[Rows from a dataset for box labeling]
- - - - -

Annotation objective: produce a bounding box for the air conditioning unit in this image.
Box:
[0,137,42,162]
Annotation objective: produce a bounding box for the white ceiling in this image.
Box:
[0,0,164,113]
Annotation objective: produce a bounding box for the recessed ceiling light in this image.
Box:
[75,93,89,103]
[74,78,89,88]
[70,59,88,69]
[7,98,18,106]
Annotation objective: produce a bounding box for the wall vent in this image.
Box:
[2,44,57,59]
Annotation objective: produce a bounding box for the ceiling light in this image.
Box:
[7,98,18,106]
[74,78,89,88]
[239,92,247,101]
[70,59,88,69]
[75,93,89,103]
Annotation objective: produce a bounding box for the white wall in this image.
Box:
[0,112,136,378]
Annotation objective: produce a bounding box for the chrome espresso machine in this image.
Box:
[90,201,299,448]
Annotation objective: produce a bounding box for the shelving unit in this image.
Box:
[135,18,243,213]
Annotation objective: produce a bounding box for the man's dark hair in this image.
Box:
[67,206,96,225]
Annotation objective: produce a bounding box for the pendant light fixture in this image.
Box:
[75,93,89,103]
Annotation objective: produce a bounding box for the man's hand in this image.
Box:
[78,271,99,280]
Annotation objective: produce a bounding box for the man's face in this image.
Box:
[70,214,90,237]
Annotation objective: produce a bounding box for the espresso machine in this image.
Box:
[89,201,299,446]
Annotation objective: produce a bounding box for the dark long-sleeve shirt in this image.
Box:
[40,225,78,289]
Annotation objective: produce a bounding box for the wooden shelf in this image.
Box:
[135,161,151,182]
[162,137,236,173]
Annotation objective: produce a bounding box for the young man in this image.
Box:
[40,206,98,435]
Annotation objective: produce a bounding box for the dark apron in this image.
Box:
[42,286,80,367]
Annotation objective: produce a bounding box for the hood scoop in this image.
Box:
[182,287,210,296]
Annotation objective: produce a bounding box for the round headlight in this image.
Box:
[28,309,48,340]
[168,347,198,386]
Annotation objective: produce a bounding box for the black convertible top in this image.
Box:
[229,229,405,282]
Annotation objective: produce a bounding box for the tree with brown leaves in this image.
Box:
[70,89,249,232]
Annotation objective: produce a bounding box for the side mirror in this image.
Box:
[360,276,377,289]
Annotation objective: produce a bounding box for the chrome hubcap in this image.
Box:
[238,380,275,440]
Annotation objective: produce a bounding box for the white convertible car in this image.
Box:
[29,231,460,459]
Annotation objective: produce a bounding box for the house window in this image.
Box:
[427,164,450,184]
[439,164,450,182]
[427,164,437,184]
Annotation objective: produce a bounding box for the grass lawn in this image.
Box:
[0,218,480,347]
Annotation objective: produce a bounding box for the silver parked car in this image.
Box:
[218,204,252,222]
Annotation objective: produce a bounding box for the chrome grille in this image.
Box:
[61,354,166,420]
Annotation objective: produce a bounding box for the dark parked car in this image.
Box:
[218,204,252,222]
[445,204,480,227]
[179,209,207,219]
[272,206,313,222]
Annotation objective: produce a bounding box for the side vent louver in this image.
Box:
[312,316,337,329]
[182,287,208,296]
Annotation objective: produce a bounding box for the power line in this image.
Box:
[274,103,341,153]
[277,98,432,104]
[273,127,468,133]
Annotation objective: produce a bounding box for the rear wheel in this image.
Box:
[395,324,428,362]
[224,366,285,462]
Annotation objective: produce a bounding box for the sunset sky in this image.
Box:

- - - - -

▶ The problem: Update the records by changing every "Annotation objective" to "Labeling goal" and keeping everything else the same.

▶ Final result:
Labeling goal: produce a bounding box for the air conditioning unit in this image.
Box:
[0,137,42,162]
Labeling goal: produce a bounding box for the white ceiling in this image.
Box:
[0,0,164,113]
Labeling goal: produce a bounding box for the recessed ceiling light in this image.
Box:
[75,93,89,103]
[74,78,89,88]
[70,59,88,69]
[7,98,18,106]
Labeling goal: produce a bounding box for the wall vent in this image.
Box:
[2,44,57,59]
Labeling goal: produce a bounding box for the ceiling light in this image.
Box:
[7,98,18,106]
[74,78,89,88]
[239,92,247,101]
[70,59,88,69]
[75,93,89,103]
Labeling goal: produce a bounding box for the white wall in this image.
Box:
[0,112,136,378]
Labeling goal: produce a bounding box for the chrome espresso machine in this image.
Box:
[90,201,299,448]
Labeling goal: produce a bounding box for the shelving unit in this image.
Box:
[135,18,243,213]
Labeling goal: produce a bounding box for the man's dark hair in this image.
Box:
[67,206,96,225]
Labeling goal: produce a bounding box for the pendant light fixture in this image.
Box:
[75,93,89,103]
Labeling goal: produce a bounding box for the man's hand in this image.
Box:
[78,271,99,280]
Labeling goal: produce a bounding box for the man's face in this image.
Box:
[70,214,90,237]
Labeling goal: produce a bounding box for the espresso machine in this image.
Box:
[89,201,299,446]
Labeling goal: produce a bounding box for the dark long-sleeve shirt in this image.
Box:
[40,225,78,289]
Labeling goal: produce a bounding box for the wooden shelf in this image.
Box:
[135,161,151,182]
[162,137,236,173]
Labeling goal: produce a bounding box for the young man in this image.
Box:
[40,206,98,435]
Labeling goal: produce a bounding box for the dark apron in this image.
Box:
[42,286,80,367]
Labeling goal: produce a bounding box for the hood scoop in this image.
Box:
[182,287,210,296]
Labeling goal: produce a bounding box for the round headlight in this image.
Box:
[28,309,48,340]
[168,347,198,386]
Labeling goal: produce a bounding box for the black convertible top in this image.
Box:
[229,229,405,282]
Labeling goal: produce a bounding box for the tree with brown leaves in this image.
Box:
[70,89,249,232]
Labeling goal: produce a bounding box for the side mirror in this image.
Box:
[360,276,377,289]
Labeling goal: produce a bounding box for the chrome hubcap in this image.
Box:
[238,380,275,440]
Labeling goal: produce a bounding box for the white convertible car in this image.
Box:
[29,231,460,459]
Labeling goal: produce a bounding box for the house window in this image.
Box:
[427,164,450,184]
[439,164,450,182]
[427,164,437,184]
Labeling goal: produce a bounding box for the grass lawn in this image.
Box:
[0,218,480,347]
Labeling goal: produce a bounding box for the silver parked car in this image.
Box:
[218,204,252,222]
Labeling goal: produce a bounding box for the chrome grille in this image.
Box:
[61,354,166,420]
Labeling goal: produce a bounding box for the dark parked car in this image.
Box:
[218,204,252,222]
[445,204,480,227]
[179,209,207,219]
[272,206,313,222]
Labeling goal: produce a bounding box for the side vent louver in this image.
Box:
[312,316,337,329]
[182,287,208,296]
Labeling goal: produce a bounding box for the power line in this image.
Box:
[274,103,341,153]
[277,98,432,104]
[273,127,468,133]
Labeling goal: produce a bounding box for the rear wheel in this image.
Box:
[395,324,428,362]
[224,366,285,462]
Labeling goal: produce a bounding box for the sunset sky in this image.
Box:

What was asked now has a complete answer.